■ Problem statement ■
Output every one of the lines below verbatim, with no changes.

__________________________________________________

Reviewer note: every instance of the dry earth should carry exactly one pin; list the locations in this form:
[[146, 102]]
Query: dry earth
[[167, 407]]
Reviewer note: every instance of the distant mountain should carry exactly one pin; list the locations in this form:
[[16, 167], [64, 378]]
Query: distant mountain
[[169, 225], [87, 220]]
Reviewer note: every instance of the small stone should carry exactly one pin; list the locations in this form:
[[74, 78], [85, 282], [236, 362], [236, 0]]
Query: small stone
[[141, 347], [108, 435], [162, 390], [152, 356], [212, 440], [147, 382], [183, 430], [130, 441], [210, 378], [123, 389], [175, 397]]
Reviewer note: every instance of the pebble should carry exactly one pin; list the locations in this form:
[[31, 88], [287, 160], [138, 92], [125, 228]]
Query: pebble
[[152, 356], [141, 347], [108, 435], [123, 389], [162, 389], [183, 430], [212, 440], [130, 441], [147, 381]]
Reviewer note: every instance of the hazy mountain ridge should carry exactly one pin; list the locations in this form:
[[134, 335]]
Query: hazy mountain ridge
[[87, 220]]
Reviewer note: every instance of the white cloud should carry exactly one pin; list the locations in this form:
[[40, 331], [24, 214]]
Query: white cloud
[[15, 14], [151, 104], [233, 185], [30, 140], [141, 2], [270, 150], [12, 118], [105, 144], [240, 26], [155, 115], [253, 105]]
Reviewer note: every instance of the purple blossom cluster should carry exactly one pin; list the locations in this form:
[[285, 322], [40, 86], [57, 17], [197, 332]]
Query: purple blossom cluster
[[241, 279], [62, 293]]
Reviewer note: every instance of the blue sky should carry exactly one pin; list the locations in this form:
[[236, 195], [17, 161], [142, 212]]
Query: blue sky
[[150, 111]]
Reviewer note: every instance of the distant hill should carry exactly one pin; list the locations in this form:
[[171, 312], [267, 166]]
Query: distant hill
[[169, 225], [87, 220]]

__________________________________________________

■ Task result ■
Reviewer note: every instance of the dry earth should carry exactly one pin; list the locations in this form:
[[146, 102]]
Query: dry earth
[[167, 407]]
Reviewer note: every instance of the distant mountain should carry exactly one pin; list the locations in this form:
[[16, 167], [64, 378]]
Query: distant mountain
[[169, 225], [87, 220]]
Reviewer note: every instance of the small stone should carry exactly one pin; list the locations in this form:
[[74, 78], [85, 282], [236, 362], [236, 0]]
Query: small stone
[[141, 347], [108, 435], [162, 390], [152, 356], [212, 440], [147, 382], [183, 430], [130, 441], [210, 378], [123, 389], [175, 397]]
Reviewer note: every instance of the pebble should carry exactly one pin; list the locations in this form:
[[31, 88], [287, 160], [138, 92], [125, 228]]
Query: pebble
[[152, 356], [141, 347], [108, 435], [123, 389], [162, 389], [183, 430], [212, 440], [130, 441], [147, 381]]
Reviewer note: every instance of the hazy mountain ridge should carry exactly one pin; list the locations in this form:
[[134, 335]]
Query: hazy mountain ridge
[[87, 220]]
Reviewer note: every instance of the white cloud should carry exactly one pin; list the locations in this form:
[[40, 331], [24, 214]]
Query: white cloud
[[15, 14], [151, 104], [233, 185], [30, 140], [141, 2], [270, 150], [12, 118], [105, 144], [240, 26], [155, 115], [253, 105]]
Reviewer note: every instance of the purple blossom cluster should carry exactly one pin; list the locations in this form:
[[285, 322], [40, 86], [57, 17], [197, 332]]
Query: purple blossom cluster
[[241, 279], [62, 293]]
Reviewer note: every instance of the blue sky should carry exactly one pin; list the locations in this form:
[[236, 195], [17, 161], [142, 212]]
Query: blue sky
[[150, 111]]
Reviewer note: every instance of the distant hill should carry exactly one pin; list the locations in this form:
[[171, 312], [267, 166]]
Query: distant hill
[[169, 225], [87, 220]]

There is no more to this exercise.